Source passage:
-*-*-

Sometimes, especially during periods of culling, the shelter takes in many more orphaned and injured wallabies like Sammi. In an effort to flee the area that is culling, the wallabies will take refuge in vacant paddocks and gardens in the neighborhood. This brings them into closer contact with humans and exposes them to other risks, such as car strikes and dog attacks.
When Sammi arrived at the shelter, she had very limited mobility due to the infection in her heel. She was also suffering from malnutrition, likely caused by the difficulty with which she moved around. Despite this trauma, Sammi was a fighter and tried to fight the exhaustion and hunger to flee from us. This was a good sign that she would survive if only her system could fight off the infection.
There’s no way to know how she hurt her foot. Anything could have caused the injury – getting caught in a fence, being attacked by a dog, being hit by a car, etc. - but it was obvious that the injury got worse as time went on. Her heel was the size of a golf ball and looked like it was filled with puss.
We drained, cleaned and dressed the wound often. We gave Sammi antibiotics to prevent further infections. Tanya phoned a vet and described the situation. He advised that she continue her treatment as he wouldn’t be able to do surgery (if it was needed) until the infection was gone.
When I left the shelter, Sammi was still in care but getting better. Her foot was healing nicely and she spent most of her time exploring in the garden. Hopefully, her injury has healed completely and she is healthy enough to move to a pre-release site to continue her recovery.
Everyday eco-warriors are making a difference in the lives of so many animals. It’s essential to call the Queensland RSPCA’s wildlife hotline (1 300 ANIMAL) when you see wildlife in need. They will dispatch a qualified wildlife carer who can quickly be there to help you.
A family holidaying in South Mission Beach were on their way to the beach when they came across an adult wallaby on the roadside. The mother, Samina, phoned to report seeing movement in the pouch. She thought a joey may still be alive inside but was unsure what to do.

-*-*-

Your tasks:
**1.** Answer these questions from the wallaby shelter account:
(a) What was Sammi's swollen heel compared to in size?
(b) Why was the vet unable to do surgery right away, if it turned out to be needed?
(c) What number is given for the Queensland RSPCA's wildlife hotline?
**2.** Carry the wallaby shelter account forward from its last sentence, about Samina being unsure what to do.
The entries in the listing have no connection to the wallaby shelter account.

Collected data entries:
-*-*-

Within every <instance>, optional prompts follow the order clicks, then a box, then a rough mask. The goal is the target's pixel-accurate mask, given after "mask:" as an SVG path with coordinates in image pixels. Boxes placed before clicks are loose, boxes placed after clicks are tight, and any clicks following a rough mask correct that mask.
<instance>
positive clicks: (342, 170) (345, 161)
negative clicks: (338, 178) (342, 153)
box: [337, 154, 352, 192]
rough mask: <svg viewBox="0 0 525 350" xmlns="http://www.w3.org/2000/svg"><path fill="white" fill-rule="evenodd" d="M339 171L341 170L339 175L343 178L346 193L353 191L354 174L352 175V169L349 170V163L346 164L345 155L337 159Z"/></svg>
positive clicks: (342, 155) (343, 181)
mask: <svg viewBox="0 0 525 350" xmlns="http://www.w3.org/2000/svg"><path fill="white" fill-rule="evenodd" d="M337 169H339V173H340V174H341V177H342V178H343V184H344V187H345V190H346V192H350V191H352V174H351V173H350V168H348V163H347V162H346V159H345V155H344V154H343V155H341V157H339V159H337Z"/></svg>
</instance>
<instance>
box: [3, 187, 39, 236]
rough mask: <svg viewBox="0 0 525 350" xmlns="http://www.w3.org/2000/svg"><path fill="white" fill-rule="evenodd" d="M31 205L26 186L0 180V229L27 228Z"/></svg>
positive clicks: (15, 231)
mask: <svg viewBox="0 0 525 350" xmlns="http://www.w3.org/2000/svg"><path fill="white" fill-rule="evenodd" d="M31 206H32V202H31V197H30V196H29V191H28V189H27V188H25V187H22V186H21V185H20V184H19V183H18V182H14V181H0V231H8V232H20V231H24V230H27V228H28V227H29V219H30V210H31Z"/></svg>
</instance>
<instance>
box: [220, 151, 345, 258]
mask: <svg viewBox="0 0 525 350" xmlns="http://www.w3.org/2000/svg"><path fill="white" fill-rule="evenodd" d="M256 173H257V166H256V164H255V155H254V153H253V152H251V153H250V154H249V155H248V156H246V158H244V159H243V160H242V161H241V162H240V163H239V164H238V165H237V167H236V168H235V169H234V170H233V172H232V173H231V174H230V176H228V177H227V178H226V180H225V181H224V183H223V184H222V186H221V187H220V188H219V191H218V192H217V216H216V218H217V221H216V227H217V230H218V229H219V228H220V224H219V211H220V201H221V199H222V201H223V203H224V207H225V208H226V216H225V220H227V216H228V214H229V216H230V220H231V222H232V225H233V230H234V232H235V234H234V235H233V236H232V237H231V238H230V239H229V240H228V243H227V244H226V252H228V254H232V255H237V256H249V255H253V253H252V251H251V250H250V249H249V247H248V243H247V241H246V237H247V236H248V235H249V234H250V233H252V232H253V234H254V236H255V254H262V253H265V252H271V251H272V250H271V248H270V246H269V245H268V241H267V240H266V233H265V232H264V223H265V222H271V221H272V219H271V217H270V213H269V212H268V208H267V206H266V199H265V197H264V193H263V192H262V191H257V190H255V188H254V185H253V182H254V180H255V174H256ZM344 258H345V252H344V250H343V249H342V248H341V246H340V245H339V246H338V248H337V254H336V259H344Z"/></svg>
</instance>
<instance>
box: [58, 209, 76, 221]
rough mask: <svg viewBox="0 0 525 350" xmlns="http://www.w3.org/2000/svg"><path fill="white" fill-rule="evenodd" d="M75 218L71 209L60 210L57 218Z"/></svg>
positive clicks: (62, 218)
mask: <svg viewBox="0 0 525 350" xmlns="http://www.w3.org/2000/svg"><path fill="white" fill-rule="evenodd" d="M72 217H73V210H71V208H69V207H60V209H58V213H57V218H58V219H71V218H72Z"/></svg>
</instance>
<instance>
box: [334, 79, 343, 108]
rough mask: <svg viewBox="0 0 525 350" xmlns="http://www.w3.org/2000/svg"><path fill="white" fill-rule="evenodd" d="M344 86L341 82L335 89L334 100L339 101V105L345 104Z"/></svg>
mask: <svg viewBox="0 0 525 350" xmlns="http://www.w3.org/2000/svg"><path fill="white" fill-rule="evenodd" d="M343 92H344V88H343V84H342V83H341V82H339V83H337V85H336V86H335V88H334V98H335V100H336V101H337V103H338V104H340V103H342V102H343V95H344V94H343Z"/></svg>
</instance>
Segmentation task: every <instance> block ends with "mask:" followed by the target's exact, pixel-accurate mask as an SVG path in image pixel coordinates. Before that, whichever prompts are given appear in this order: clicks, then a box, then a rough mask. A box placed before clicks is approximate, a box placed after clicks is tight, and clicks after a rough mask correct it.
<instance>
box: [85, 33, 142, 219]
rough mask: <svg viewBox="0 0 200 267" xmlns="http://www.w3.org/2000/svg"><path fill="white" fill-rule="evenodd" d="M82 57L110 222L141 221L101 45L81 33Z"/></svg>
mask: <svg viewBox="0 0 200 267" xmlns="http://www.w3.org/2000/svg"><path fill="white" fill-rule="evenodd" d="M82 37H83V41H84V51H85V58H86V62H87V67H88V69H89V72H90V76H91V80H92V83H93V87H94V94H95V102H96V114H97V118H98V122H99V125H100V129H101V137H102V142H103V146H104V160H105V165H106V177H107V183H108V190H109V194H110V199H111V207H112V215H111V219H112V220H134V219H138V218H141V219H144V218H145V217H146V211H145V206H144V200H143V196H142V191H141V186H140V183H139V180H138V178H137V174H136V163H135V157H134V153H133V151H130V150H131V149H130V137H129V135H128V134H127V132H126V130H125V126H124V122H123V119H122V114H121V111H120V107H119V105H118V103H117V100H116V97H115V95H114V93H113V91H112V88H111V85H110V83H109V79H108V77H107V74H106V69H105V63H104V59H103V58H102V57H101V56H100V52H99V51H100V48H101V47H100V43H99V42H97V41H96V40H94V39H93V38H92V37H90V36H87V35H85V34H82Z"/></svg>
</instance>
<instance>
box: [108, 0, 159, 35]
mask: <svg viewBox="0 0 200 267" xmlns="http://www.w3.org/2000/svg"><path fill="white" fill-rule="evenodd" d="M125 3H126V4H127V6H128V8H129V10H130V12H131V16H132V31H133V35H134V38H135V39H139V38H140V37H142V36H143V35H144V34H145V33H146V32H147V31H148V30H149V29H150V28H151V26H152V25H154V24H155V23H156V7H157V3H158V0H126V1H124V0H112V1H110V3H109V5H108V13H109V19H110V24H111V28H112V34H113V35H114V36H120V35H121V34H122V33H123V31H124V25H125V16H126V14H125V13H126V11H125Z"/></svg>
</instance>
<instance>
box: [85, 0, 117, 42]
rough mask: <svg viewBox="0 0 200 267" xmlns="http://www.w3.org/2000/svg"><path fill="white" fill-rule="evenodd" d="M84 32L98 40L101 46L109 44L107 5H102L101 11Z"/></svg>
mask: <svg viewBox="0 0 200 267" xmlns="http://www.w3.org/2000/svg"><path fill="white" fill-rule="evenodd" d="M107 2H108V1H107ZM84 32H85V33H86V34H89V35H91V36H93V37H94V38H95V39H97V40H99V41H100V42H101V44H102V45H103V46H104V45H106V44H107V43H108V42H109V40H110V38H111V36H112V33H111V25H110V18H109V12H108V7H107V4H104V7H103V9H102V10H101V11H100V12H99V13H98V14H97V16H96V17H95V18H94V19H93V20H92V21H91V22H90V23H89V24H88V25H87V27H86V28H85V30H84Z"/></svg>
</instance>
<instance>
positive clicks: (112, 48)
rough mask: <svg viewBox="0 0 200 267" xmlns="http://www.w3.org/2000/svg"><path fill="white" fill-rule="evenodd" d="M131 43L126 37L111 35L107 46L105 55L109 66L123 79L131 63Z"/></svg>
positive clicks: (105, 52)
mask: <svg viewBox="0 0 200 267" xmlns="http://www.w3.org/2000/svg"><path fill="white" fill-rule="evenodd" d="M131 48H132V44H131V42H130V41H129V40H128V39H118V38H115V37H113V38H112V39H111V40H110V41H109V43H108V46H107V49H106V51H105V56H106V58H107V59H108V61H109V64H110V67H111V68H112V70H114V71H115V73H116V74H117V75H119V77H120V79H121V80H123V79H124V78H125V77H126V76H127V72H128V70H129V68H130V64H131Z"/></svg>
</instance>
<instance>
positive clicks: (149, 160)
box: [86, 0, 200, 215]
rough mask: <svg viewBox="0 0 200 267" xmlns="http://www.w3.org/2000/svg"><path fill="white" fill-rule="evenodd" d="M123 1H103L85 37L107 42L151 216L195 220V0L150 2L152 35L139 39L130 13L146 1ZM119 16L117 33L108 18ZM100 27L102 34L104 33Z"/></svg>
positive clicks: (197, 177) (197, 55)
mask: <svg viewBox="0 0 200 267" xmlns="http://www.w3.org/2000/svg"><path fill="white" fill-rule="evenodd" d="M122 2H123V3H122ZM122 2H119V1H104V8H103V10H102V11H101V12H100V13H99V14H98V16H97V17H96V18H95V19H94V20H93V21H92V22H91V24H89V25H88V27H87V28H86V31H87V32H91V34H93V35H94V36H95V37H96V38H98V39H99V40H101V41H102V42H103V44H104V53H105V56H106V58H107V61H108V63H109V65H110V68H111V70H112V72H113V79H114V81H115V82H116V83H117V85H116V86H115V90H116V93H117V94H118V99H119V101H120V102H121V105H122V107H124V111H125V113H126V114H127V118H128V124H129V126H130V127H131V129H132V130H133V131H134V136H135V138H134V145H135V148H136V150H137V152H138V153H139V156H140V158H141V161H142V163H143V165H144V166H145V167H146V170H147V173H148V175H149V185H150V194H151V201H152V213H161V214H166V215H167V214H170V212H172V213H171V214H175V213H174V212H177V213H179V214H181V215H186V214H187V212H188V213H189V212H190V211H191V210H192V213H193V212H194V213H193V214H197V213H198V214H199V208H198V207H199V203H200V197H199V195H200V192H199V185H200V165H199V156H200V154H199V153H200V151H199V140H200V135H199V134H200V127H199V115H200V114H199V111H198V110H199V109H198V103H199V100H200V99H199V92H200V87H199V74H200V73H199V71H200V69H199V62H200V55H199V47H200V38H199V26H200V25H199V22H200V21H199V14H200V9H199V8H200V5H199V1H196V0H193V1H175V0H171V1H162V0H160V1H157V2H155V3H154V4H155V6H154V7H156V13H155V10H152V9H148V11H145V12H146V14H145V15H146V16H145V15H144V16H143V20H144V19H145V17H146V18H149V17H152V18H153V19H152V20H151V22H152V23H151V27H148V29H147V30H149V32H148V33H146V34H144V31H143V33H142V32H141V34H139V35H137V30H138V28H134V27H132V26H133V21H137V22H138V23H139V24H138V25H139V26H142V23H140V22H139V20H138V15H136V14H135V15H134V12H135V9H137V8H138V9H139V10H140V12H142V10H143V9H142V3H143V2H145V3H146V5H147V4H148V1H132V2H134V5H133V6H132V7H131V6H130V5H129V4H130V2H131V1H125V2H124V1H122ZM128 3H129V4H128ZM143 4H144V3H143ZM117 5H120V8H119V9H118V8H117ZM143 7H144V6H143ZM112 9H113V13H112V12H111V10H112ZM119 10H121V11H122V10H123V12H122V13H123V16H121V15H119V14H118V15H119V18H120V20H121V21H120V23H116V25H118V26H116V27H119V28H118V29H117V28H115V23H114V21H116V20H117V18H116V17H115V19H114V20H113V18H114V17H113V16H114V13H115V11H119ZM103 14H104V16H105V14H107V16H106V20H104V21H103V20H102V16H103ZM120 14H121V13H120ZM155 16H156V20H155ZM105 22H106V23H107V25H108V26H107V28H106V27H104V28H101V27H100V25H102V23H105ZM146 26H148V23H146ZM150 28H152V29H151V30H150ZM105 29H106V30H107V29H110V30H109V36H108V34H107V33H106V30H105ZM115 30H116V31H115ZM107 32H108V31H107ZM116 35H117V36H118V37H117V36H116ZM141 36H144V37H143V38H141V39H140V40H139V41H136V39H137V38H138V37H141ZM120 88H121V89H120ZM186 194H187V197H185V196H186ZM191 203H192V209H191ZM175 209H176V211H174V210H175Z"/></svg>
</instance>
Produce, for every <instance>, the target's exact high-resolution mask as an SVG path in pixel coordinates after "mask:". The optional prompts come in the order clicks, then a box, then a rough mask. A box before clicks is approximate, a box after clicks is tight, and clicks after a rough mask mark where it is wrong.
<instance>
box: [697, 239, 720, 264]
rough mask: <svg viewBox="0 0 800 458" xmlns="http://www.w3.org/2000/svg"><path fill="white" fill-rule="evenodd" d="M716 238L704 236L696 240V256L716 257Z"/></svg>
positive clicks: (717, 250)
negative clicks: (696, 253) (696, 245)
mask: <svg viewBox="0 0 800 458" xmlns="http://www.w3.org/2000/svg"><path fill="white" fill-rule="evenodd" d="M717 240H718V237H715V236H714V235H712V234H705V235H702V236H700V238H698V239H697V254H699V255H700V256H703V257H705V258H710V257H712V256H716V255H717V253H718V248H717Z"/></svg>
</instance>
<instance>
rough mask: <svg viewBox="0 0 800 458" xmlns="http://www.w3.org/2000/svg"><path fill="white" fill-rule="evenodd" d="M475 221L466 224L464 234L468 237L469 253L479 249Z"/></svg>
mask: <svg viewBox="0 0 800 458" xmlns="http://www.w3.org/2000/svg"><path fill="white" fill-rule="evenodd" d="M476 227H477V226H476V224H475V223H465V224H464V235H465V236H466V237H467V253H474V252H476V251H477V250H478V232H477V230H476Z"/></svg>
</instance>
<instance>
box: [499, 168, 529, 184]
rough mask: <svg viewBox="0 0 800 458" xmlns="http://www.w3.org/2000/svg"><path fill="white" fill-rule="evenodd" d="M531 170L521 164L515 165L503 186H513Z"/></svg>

-*-*-

Outputs for the tasks:
**1.**
(a) A golf ball.
(b) He couldn't operate until the infection was gone.
(c) 1 300 ANIMAL.

**2.**
When Tanya and I arrived at the scene, we found Samina and her family surrounding a young female wallaby beside the road. Tanya checked the wallaby, but she had already perished from her injuries. It was obvious that she was a victim of a car strike, which is so common in the area.
Next, Tanya checked the female’s pouch for the live young. The joey was little but fighting to live. She had a few nasty-looking scrapes and her legs and tail weren’t very responsive. We feared she may have broken her back or spine in the accident and needed to get her back to the shelter for a more thorough exam. We quickly thanked the family and named the little joey Samina after her savior.
Back at the shelter, Tanya treated Samina’s injuries to combat infection and gave her a dose of pain killers. Samina’s main issue continued to be her unresponsive legs and tail. But, Tanya couldn’t find any broken bones and hoped it was only swelling around the spine that was limiting Samina’s movements. Tanya decided to keep Samina under observation for the night to see if any mobility returned.
Over the next few days, Samina’s condition improved. She gained full control and movement of her legs and tail. The car strike didn’t seem to affect the way she functioned at all, and she continued to grow stronger.
Without the help of human Samina and her family, wallaby Samina would never have had a chance to live. A simple call to 1 300 ANIMAL, can change the fate of an animal’s life. Who knows how long Samina would have been left in her mother’s pouch before someone noticed her? On her own, she would have starved to death or been killed by a predator. Thanks to Samina and her family, this joey will grow up to be wild again one day.